*TASK GOAL*
Pull out every line of the data below that contains the string "target". Case matters.

======== DATA

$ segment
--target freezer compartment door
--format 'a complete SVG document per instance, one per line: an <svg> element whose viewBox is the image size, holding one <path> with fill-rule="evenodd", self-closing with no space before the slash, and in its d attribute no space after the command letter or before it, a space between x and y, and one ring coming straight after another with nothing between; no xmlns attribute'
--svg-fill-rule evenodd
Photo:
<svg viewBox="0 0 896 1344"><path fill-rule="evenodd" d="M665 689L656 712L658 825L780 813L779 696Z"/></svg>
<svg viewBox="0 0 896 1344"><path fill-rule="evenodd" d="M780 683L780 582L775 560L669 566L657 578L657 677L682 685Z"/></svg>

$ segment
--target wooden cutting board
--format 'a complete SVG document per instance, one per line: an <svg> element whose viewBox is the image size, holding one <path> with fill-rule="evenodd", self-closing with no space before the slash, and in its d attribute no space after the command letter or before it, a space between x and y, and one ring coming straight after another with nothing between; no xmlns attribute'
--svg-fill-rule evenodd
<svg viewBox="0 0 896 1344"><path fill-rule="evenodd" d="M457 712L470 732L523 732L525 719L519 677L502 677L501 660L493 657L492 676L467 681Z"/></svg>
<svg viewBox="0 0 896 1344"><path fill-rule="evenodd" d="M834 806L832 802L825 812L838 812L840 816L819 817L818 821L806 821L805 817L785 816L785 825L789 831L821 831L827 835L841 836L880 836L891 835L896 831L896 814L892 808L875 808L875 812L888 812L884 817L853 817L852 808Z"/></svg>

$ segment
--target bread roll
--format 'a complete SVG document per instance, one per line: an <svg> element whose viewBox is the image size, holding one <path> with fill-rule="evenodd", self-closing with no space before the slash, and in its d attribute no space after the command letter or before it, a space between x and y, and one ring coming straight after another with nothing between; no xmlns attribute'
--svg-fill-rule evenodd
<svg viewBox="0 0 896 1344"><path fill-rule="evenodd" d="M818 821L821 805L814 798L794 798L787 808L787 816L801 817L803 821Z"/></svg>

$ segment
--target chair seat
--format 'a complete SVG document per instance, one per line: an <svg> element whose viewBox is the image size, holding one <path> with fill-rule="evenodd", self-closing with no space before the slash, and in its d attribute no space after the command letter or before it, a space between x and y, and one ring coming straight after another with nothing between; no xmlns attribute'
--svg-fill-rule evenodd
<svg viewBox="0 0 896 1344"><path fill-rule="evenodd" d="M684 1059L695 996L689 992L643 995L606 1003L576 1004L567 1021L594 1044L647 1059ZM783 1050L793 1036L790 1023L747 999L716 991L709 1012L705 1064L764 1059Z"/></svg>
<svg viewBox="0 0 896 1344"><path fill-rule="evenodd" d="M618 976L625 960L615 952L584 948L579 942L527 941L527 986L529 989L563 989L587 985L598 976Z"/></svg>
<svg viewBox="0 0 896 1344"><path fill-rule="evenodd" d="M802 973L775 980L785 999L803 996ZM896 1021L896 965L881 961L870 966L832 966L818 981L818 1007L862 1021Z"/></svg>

================

*TASK RESULT*
--target freezer compartment door
--target wooden cutting board
--target bread roll
--target chair seat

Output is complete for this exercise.